TASK REQUIREMENTS: In the NFL column below, please name the player the writer voted for as Defensive Rookie.

GIVEN TEXT:
§ §
5. I think now, as for the opponent, I’m guessing Cleveland. Philly has nine home games next year. The NFL has leaned away from scheduling one of the three divisional home games as an international game. So let’s assume the NFL keeps that up when the slate is released in May. That leaves Atlanta, Carolina, Cleveland, Jacksonville, Pittsburgh, Atlanta, Jacksonville and Green Bay. Let’s eliminate a few:
Carolina has a game in Germany this fall. Highly unlikely the Panthers would be asked to play a second international game.
Pittsburgh, cross-state rival, plays in Philadelphia once every eight years. Sincerely doubt the league would steal the Steeler game from Lincoln Financial Field.
Jacksonville in England every season. Don’t see a South American trip in the Jags’ future.
Three left: Cleveland, Atlanta, Green Bay.
Green Bay. Not that this makes the determination, but Philadelphia would hate to lose a date in Philadelphia versus the Packers.
Now Atlanta and Cleveland. Hmm. Who knows if Atlanta can have a ready-made team, and/or a competent quarterback to compete in week one under new coach Raheem Morris? The NFL doesn’t want a mystery team in a big marquee game in week one. That leaves …
Cleveland. Won 11 games with five different quarterbacks. Have a scarred but likely good quarterback back healthy, and the reigning Defensive Player of the Year. I’m sure the NFL hasn’t made the call, but the Browns make the most sense to me.
6. I think I have a few thoughts on the NFL awards announced at the Super Bowl:
- It’s ridiculous that Joe Flacco, who came back from sitting on his couch for two-and-a-half months, won Comeback Player over Damar Hamlin, who came back from having to be resuscitated back to life on a football field last January. What’s stronger than ridiculous? Absurd? Okay. It was absurd.
- Eight voters did not have Hamlin in their top three Comeback candidates. I simply do not understand.
- I do think Houston defensive end Will Anderson is a fine pick for Defensive Rookie (I voted for Rams interior lineman Kobie Turner). What I don’t understand is 23 of the 50 voters leaving Turner out of their top three. Anderson plays a position more inclined to get sacks, and Turner beat him there, 9-7. Turner had more tackles. In fact Turner had more sacks and tackles than Aaron Donald. Seriously: 23 voters didn’t have Turner in the top three.
- The top three candidates, and their seasons, per Next Gen Stats:
Anderson, Texans: 695 plays, 7 sacks, 64 pressures, 36 defensive stops*
Carter, Eagles: 599 plays, 6 sacks, 47 pressures, 27 defensive stops*
Turner, Rams: 729 plays, 9 sacks, 47 pressures, 45 defensive stops*
(A defensive stop is graded as a successful play made by a defender that stopped the offense.)
- I am empathetic to those who think DeMeco Ryans should have won Coach of the Year. The Texans won 10 games and the AFC South after winning three games last year. But Cleveland’s Kevin Stefanski is not a bad pick. The Browns started five quarterbacks, Stefanski got Joe Flacco up to speed to play big down the stretch and the team won 11 games. The 165-165 vote total between them is probably exactly fair.
§ §
SUPPLIED INFORMATION:
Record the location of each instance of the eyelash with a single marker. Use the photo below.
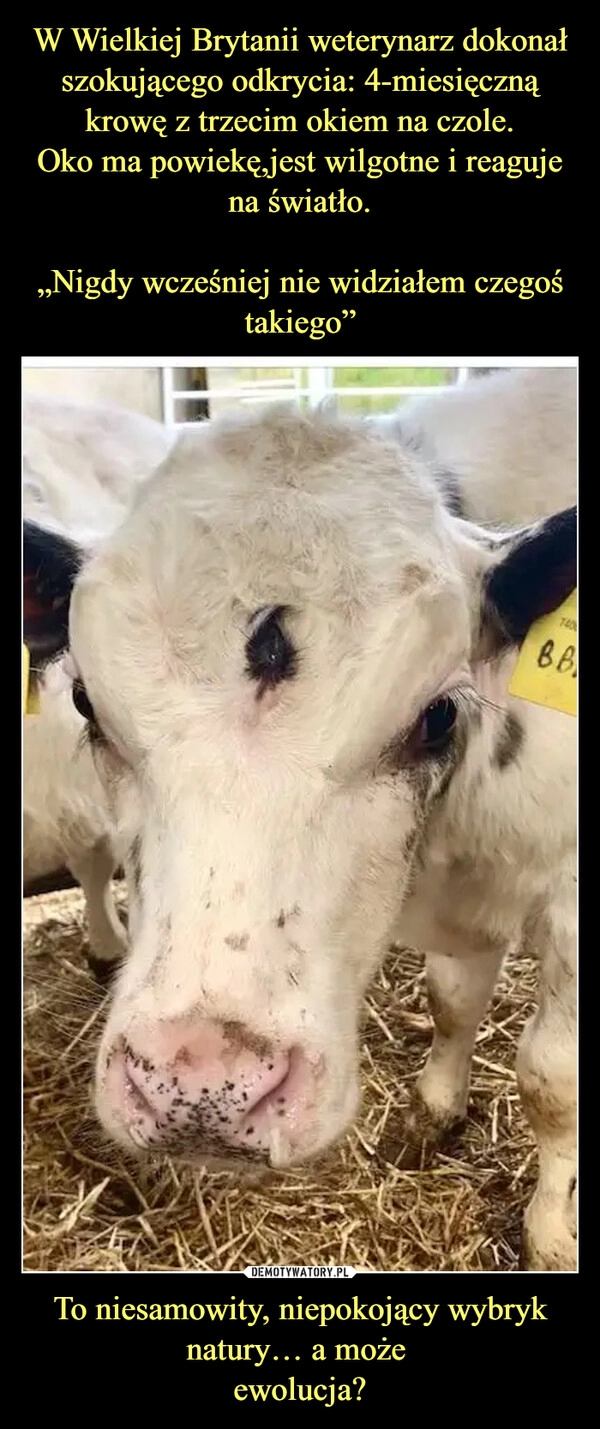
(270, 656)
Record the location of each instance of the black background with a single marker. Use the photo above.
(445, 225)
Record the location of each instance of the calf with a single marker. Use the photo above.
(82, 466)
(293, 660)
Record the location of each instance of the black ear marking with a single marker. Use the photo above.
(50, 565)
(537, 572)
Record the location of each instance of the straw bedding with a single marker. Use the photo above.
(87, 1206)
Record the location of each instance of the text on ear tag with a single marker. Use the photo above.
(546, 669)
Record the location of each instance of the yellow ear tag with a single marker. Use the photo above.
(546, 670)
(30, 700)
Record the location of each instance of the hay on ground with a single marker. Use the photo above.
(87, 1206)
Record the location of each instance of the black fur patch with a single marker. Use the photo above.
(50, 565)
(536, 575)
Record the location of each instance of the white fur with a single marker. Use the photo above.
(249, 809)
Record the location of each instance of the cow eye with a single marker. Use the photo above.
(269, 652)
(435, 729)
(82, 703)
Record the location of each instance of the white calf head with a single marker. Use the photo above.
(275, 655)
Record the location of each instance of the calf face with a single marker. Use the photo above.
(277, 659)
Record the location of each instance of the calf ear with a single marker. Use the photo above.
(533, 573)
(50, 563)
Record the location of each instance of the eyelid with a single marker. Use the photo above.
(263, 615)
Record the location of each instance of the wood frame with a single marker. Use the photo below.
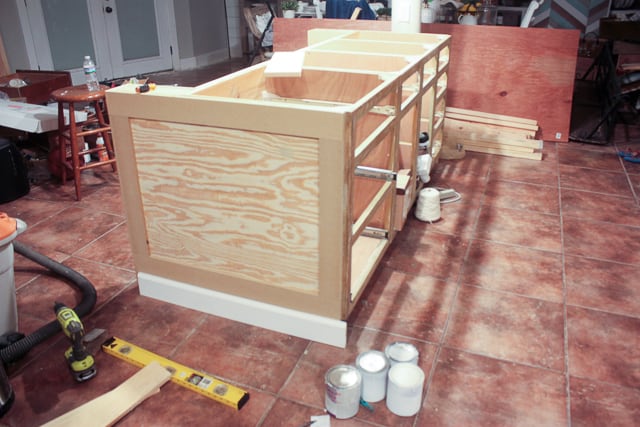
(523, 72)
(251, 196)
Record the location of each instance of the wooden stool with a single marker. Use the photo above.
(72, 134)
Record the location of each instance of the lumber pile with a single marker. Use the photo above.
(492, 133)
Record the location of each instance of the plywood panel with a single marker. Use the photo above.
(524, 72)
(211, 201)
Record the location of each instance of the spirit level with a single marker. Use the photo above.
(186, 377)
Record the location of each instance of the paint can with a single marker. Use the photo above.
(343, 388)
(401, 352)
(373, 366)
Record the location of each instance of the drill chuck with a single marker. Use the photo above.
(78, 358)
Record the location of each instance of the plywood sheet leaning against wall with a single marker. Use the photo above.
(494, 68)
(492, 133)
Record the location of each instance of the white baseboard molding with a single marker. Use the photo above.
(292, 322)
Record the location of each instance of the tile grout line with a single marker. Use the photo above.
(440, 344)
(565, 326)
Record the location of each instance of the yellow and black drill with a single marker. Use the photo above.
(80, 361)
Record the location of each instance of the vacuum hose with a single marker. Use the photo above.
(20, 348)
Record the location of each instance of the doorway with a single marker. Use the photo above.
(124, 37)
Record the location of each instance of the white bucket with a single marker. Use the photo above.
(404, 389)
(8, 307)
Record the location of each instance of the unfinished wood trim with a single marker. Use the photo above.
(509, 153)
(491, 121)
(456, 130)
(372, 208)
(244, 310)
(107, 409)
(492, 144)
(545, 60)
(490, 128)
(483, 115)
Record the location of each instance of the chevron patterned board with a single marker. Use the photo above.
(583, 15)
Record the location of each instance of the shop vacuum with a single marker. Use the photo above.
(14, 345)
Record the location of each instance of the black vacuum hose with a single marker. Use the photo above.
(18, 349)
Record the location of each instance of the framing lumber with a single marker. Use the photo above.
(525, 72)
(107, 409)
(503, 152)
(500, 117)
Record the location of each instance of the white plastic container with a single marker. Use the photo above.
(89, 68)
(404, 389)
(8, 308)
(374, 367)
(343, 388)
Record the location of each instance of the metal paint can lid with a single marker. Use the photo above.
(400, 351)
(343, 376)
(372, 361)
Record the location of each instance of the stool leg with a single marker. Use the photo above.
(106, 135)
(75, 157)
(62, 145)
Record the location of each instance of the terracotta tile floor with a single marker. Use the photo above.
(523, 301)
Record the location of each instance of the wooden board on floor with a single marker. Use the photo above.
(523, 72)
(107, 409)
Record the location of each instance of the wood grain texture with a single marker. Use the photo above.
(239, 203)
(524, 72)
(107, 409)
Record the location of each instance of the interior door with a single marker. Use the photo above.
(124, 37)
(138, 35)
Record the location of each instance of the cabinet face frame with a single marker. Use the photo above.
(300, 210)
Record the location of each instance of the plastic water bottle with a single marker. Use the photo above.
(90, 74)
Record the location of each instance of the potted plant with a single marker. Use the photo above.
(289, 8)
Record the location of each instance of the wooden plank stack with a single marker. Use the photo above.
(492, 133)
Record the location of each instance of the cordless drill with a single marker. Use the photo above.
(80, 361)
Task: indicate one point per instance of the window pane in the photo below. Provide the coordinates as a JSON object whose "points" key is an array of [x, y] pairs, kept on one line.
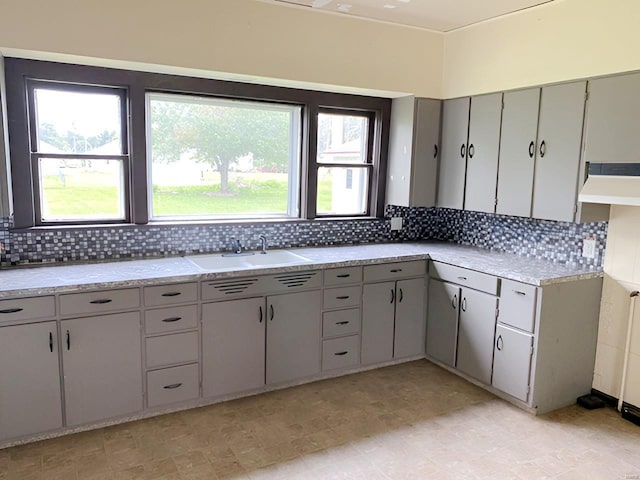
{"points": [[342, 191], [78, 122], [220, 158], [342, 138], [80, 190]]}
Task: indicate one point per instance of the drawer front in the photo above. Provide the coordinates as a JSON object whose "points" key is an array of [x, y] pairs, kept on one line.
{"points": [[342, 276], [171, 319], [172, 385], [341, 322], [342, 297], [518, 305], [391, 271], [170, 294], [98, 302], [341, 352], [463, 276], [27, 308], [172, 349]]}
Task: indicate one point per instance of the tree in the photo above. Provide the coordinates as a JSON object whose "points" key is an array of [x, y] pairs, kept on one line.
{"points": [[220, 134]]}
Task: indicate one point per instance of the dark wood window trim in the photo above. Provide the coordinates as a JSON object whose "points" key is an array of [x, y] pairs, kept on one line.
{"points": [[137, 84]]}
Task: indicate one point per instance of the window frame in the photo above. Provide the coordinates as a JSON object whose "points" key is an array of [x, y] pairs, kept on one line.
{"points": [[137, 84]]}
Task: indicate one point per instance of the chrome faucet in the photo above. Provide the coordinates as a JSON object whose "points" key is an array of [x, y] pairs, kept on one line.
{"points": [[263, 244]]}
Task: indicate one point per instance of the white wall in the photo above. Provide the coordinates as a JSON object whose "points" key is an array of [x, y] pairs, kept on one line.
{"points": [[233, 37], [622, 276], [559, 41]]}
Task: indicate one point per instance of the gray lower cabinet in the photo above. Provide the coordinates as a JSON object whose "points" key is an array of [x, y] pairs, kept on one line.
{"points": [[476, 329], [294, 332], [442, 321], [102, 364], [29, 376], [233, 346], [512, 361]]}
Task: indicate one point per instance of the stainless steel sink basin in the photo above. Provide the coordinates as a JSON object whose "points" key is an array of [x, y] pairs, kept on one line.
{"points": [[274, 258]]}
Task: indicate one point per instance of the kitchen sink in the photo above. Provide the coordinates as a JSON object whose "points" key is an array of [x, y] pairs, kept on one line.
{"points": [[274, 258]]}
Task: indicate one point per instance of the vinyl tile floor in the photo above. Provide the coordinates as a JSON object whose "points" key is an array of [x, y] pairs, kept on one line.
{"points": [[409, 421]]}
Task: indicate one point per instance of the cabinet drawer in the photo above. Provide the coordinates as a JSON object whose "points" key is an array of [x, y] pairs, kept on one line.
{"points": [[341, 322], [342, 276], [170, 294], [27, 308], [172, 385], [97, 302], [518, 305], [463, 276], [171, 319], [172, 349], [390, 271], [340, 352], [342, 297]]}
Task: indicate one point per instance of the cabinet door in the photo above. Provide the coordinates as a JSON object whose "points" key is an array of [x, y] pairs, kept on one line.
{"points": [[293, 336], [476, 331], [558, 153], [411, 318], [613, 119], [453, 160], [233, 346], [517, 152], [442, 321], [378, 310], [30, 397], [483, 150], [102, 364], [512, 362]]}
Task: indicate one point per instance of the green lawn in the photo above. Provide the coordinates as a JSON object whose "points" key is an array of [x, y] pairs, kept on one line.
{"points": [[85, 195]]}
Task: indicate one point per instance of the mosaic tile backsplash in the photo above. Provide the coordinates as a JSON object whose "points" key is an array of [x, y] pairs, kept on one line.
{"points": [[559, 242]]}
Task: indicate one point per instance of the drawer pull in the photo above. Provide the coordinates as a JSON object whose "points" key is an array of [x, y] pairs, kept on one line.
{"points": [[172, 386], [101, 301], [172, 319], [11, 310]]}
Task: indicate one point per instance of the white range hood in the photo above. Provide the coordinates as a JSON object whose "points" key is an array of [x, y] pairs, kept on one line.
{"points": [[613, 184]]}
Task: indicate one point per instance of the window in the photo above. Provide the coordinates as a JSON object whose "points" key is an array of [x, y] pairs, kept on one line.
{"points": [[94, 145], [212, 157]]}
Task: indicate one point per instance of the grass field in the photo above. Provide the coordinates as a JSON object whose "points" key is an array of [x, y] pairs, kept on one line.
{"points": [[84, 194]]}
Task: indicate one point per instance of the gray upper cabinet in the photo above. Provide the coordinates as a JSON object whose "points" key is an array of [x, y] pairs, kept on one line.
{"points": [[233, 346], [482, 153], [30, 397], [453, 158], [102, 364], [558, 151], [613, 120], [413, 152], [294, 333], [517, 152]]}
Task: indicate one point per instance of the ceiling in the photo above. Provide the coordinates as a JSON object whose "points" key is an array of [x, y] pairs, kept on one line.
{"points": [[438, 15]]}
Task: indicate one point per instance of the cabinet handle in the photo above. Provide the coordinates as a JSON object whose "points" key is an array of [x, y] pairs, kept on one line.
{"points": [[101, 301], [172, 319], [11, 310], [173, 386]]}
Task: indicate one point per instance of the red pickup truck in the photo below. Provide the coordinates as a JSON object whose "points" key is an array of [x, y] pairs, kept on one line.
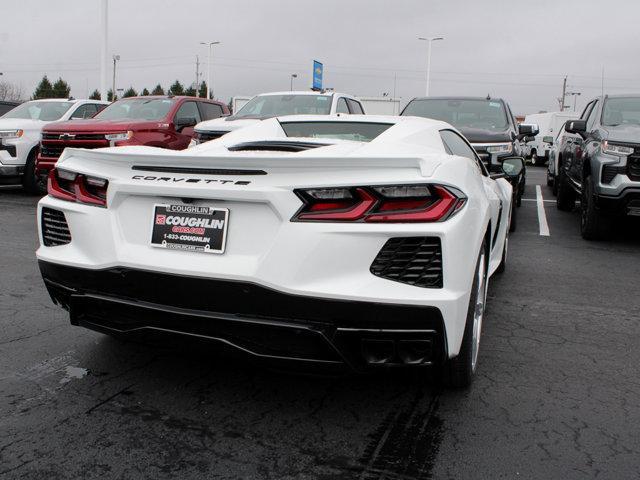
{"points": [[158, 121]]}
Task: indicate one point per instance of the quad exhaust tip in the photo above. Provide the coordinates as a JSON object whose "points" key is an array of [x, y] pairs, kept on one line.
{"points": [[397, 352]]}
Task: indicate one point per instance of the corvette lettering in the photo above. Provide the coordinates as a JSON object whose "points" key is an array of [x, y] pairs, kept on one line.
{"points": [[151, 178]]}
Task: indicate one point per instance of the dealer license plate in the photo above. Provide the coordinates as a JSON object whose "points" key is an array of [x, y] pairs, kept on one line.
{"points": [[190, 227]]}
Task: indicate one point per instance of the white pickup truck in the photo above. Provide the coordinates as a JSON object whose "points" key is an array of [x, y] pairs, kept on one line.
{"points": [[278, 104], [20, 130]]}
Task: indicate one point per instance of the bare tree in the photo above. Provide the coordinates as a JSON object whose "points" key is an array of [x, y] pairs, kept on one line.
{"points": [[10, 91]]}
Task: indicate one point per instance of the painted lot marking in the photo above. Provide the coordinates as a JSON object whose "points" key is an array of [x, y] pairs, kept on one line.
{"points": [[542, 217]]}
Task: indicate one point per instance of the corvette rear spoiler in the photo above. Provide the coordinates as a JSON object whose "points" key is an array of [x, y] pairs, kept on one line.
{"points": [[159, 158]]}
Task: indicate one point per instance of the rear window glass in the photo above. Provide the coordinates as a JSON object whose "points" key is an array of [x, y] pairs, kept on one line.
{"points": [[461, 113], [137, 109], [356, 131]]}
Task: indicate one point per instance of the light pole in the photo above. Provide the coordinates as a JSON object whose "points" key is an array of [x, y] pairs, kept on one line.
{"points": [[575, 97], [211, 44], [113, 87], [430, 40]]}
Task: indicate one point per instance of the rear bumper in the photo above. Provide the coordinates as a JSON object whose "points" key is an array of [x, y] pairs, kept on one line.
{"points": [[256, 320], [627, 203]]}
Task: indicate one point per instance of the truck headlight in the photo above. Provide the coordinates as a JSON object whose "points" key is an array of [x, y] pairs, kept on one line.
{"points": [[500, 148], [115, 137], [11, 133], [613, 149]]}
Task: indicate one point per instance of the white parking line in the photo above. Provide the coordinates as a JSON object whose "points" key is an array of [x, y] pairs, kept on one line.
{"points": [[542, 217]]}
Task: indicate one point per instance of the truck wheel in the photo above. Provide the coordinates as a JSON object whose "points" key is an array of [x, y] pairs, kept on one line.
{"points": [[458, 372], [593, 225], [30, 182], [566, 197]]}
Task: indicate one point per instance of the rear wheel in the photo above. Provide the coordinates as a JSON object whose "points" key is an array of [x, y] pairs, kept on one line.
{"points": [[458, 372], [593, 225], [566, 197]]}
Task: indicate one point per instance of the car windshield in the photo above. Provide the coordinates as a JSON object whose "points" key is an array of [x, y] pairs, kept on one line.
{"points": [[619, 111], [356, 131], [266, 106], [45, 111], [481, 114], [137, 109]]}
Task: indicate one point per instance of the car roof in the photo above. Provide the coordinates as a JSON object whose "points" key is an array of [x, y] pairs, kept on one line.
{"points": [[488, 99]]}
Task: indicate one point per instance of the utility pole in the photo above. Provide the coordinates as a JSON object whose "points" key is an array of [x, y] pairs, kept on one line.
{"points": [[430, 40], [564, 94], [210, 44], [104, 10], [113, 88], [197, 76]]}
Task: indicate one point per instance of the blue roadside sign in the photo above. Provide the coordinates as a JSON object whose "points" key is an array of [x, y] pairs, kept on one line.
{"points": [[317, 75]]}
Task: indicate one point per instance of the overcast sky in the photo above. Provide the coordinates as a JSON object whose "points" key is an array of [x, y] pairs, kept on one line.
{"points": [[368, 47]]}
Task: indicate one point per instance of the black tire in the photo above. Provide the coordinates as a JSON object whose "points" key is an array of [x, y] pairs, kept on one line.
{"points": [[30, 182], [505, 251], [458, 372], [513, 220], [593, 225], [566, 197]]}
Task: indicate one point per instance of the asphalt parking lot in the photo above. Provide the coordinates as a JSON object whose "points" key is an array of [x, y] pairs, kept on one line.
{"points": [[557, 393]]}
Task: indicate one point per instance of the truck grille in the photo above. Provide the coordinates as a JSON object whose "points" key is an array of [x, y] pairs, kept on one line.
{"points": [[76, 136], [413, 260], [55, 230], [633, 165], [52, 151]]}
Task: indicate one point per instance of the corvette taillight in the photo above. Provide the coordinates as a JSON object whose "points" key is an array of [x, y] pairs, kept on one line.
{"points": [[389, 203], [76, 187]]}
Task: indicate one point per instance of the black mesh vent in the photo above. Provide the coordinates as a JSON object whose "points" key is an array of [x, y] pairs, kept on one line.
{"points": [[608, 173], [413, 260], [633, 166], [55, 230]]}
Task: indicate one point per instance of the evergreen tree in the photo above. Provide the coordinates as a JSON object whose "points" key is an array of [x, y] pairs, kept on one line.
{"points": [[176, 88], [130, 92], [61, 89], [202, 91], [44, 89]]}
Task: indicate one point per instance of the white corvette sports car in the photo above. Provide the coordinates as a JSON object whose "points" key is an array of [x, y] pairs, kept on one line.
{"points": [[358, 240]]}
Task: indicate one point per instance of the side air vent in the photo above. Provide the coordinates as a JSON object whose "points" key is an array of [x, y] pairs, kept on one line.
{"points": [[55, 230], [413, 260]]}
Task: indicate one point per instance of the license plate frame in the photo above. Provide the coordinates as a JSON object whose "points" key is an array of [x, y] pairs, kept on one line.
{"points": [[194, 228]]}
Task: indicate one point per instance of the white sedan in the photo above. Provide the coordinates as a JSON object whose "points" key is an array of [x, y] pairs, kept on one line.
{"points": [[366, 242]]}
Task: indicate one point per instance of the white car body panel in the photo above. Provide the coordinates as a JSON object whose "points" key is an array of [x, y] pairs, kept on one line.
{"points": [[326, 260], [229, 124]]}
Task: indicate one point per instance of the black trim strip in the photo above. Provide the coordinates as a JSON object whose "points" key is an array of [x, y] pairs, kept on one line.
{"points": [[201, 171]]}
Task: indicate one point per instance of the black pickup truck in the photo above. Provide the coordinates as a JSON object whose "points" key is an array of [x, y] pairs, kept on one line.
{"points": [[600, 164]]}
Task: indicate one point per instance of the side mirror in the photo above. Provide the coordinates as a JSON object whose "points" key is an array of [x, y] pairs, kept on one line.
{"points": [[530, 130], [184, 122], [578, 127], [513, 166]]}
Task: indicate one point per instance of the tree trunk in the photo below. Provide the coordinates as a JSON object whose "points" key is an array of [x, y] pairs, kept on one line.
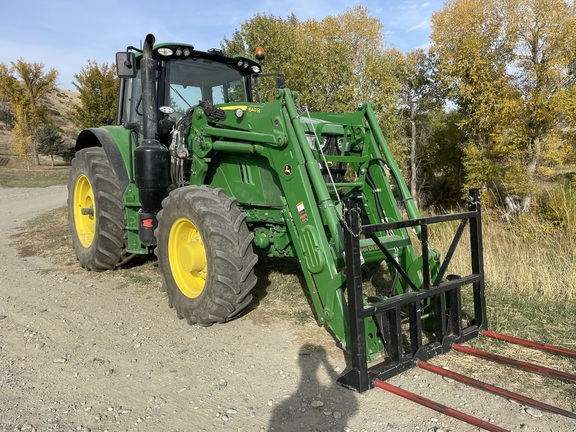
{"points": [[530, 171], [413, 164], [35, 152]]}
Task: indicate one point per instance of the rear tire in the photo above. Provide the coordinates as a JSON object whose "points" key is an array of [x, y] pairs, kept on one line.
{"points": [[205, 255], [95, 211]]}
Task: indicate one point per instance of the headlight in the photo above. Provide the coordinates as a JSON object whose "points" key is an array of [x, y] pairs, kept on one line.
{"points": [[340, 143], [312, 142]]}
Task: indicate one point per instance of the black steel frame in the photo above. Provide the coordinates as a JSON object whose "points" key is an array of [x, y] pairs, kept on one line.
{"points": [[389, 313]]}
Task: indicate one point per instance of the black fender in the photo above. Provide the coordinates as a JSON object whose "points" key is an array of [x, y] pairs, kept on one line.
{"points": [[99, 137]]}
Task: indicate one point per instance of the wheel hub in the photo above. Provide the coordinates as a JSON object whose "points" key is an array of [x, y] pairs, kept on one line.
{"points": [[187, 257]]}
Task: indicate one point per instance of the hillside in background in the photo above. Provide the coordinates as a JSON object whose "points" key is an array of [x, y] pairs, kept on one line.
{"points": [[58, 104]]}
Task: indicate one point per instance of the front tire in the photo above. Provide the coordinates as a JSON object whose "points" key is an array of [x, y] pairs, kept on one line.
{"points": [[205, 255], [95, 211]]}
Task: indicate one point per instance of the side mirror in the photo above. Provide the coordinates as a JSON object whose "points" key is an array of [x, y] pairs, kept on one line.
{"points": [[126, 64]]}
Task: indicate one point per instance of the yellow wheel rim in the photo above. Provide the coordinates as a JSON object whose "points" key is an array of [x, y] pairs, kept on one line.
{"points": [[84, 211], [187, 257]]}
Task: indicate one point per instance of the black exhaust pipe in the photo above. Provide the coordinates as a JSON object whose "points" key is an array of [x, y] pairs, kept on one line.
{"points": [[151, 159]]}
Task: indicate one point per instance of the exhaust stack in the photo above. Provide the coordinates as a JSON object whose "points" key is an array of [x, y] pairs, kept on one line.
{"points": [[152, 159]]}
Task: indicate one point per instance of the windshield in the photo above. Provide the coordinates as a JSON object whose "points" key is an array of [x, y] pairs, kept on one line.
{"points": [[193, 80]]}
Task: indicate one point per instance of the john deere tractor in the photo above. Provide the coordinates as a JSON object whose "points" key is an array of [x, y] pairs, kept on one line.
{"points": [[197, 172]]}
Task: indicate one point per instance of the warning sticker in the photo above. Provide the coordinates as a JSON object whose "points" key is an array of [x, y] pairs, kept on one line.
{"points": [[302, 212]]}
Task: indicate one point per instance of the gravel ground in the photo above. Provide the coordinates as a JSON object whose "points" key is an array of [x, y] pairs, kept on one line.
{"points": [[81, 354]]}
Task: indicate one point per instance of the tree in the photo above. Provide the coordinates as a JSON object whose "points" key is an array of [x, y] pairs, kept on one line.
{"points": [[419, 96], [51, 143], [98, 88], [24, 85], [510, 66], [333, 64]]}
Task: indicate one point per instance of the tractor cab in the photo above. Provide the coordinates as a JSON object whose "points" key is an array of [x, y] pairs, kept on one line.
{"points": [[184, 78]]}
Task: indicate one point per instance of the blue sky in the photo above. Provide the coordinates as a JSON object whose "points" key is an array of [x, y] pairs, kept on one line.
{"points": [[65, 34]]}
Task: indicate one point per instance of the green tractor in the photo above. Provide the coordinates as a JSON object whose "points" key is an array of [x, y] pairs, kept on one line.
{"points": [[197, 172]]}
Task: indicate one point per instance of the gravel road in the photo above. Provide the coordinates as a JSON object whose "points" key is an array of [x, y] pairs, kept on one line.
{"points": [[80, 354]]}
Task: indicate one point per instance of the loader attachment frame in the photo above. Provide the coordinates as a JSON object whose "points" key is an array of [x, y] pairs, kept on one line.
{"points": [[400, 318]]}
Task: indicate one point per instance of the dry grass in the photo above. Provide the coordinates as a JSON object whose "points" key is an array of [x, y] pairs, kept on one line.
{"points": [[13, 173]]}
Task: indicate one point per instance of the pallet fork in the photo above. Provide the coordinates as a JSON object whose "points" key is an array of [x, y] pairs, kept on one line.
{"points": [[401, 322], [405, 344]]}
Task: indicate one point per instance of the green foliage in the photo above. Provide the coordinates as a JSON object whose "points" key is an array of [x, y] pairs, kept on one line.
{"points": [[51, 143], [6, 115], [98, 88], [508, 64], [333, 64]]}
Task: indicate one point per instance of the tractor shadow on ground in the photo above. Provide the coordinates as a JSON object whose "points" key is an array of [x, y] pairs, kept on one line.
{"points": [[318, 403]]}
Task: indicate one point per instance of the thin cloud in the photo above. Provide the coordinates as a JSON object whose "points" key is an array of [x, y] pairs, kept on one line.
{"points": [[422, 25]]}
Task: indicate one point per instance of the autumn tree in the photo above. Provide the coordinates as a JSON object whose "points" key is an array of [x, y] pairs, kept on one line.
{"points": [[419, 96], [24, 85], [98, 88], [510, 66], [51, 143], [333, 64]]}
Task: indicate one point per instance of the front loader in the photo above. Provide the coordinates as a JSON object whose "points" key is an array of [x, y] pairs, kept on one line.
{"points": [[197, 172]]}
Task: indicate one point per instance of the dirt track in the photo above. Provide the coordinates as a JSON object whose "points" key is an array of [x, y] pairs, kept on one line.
§ §
COMPLETED TASK: Kobie Turner, the Rams interior lineman.